- DATA SHOWN:
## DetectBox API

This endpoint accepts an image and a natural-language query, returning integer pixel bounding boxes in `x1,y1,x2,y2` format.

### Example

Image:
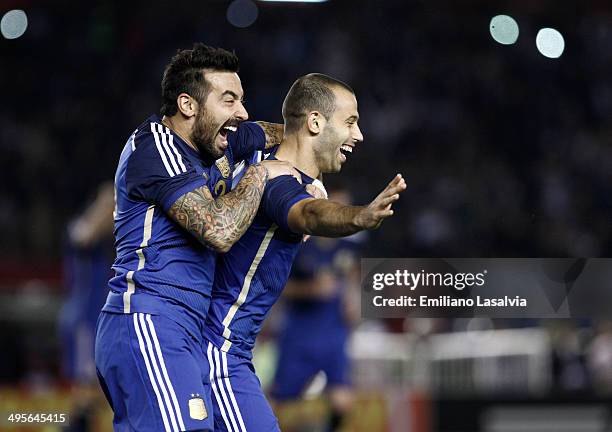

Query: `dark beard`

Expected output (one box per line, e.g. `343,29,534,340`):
191,109,223,160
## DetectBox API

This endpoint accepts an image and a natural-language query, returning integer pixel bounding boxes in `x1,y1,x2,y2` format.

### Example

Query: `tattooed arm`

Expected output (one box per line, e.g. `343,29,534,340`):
287,174,406,237
168,161,299,252
255,121,285,148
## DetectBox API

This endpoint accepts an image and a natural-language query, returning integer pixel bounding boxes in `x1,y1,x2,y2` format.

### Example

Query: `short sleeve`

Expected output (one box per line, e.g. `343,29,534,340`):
261,175,312,234
227,122,266,162
125,133,206,211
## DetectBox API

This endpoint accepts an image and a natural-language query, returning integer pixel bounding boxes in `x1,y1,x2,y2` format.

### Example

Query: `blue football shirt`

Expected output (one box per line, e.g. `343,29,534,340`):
102,116,265,336
204,150,313,358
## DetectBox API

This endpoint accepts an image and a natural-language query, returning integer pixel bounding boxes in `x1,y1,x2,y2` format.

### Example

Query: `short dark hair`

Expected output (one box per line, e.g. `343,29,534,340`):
160,43,239,116
283,73,355,132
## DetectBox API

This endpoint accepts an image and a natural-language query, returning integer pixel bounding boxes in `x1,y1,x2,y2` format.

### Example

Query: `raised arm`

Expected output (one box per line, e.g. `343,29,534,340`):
255,121,285,148
287,174,406,237
168,161,299,252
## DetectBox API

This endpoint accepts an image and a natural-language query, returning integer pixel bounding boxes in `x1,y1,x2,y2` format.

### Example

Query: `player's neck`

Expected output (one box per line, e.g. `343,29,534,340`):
162,116,200,153
275,135,320,178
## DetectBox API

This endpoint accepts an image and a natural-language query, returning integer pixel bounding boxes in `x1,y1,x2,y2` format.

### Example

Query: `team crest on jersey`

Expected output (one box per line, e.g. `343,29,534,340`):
215,155,231,177
189,394,208,420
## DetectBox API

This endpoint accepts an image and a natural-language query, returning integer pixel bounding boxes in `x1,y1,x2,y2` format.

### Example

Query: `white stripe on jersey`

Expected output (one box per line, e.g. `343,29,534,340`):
130,129,138,151
206,342,233,432
155,124,182,174
221,224,278,352
166,128,187,172
151,123,178,177
133,314,171,432
123,205,155,313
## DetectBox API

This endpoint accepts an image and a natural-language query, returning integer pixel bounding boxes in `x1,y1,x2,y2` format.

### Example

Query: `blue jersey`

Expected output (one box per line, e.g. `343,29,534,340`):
102,116,265,336
204,151,313,358
281,236,364,343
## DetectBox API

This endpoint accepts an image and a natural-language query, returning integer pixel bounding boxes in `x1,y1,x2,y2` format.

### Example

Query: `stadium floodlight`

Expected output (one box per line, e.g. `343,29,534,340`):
0,9,28,39
489,15,519,45
536,28,565,58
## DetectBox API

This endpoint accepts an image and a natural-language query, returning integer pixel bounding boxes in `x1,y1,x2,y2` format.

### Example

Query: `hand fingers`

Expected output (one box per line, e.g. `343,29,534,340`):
291,168,302,184
376,194,399,208
381,174,406,194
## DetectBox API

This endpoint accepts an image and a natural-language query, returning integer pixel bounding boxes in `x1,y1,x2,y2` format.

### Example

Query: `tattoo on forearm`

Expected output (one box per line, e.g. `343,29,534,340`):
168,165,268,252
256,121,285,148
303,200,362,237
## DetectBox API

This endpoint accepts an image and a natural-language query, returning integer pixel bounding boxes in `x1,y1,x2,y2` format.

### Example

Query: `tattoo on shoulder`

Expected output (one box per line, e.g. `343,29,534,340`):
257,121,285,148
168,165,267,251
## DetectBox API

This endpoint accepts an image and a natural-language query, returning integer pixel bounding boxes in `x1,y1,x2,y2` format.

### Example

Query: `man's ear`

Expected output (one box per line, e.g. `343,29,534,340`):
307,111,327,135
176,93,198,118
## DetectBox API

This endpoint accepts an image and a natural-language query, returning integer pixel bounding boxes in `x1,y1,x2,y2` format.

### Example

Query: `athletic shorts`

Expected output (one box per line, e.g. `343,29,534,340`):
206,342,280,432
271,330,351,401
95,312,214,432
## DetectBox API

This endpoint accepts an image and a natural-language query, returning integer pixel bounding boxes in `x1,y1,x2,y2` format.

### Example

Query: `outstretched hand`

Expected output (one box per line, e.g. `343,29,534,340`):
355,174,406,230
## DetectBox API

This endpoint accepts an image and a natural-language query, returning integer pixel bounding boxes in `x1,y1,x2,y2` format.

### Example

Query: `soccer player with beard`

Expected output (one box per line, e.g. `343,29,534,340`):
95,44,298,432
204,74,406,432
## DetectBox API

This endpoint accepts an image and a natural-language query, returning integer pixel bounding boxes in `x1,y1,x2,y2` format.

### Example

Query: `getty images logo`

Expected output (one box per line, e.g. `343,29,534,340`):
372,270,487,291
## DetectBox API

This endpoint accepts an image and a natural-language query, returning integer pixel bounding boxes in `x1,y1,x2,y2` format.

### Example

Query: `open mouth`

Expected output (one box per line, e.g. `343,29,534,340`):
219,122,238,138
340,144,353,159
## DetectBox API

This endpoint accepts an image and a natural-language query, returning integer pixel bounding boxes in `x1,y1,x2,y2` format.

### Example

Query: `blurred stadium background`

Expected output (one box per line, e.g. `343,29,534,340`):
0,0,612,432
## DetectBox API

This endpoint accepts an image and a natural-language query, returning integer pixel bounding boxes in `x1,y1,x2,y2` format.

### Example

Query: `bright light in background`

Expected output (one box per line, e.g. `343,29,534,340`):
0,9,28,39
227,0,259,28
536,28,565,58
489,15,519,45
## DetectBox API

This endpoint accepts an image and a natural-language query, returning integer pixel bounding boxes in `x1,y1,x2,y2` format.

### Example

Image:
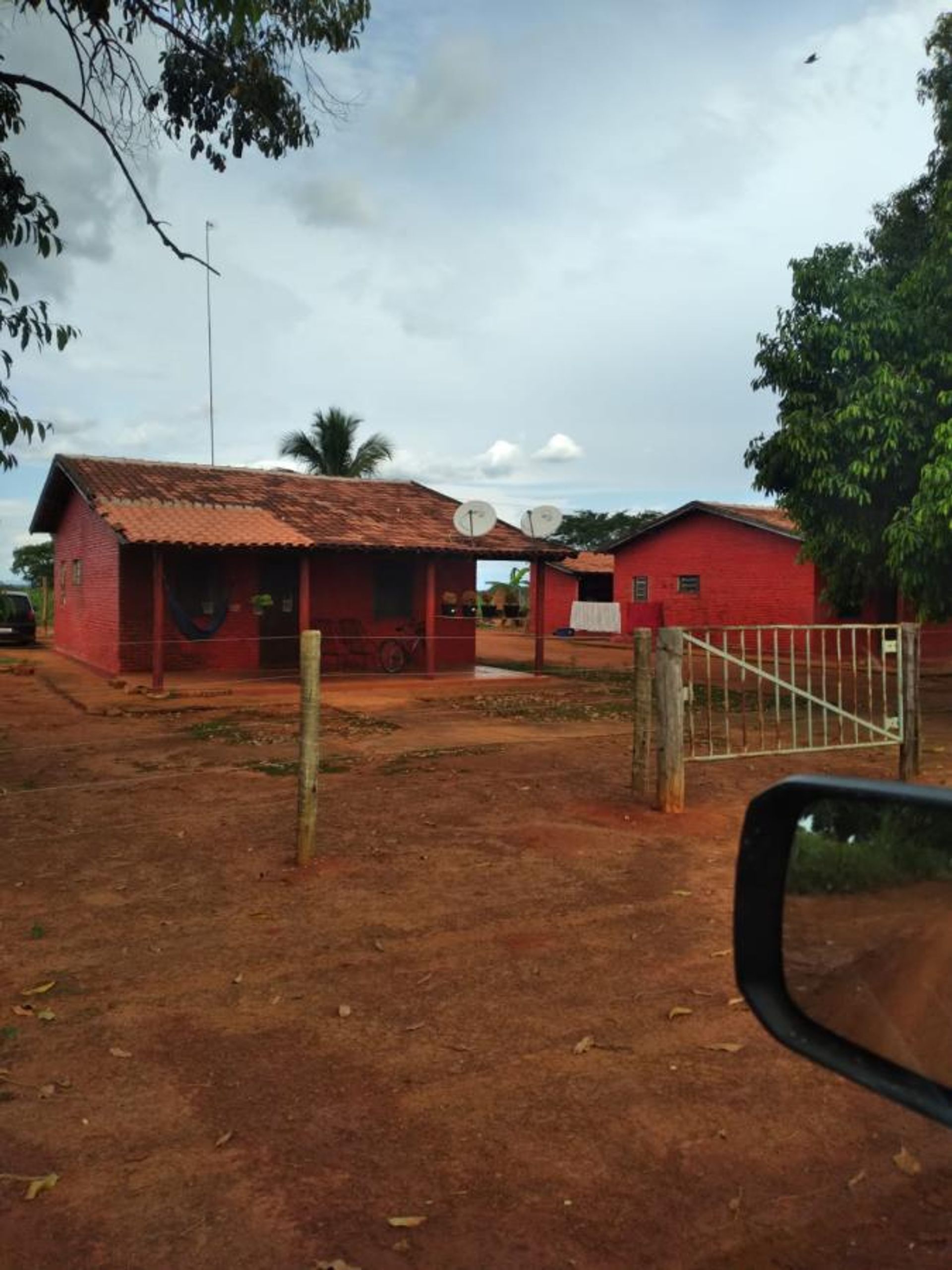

- JOB: Count the lines in the material above that contain the string "player", where case counts, and give only the number.

- WRITTEN SOLUTION: 2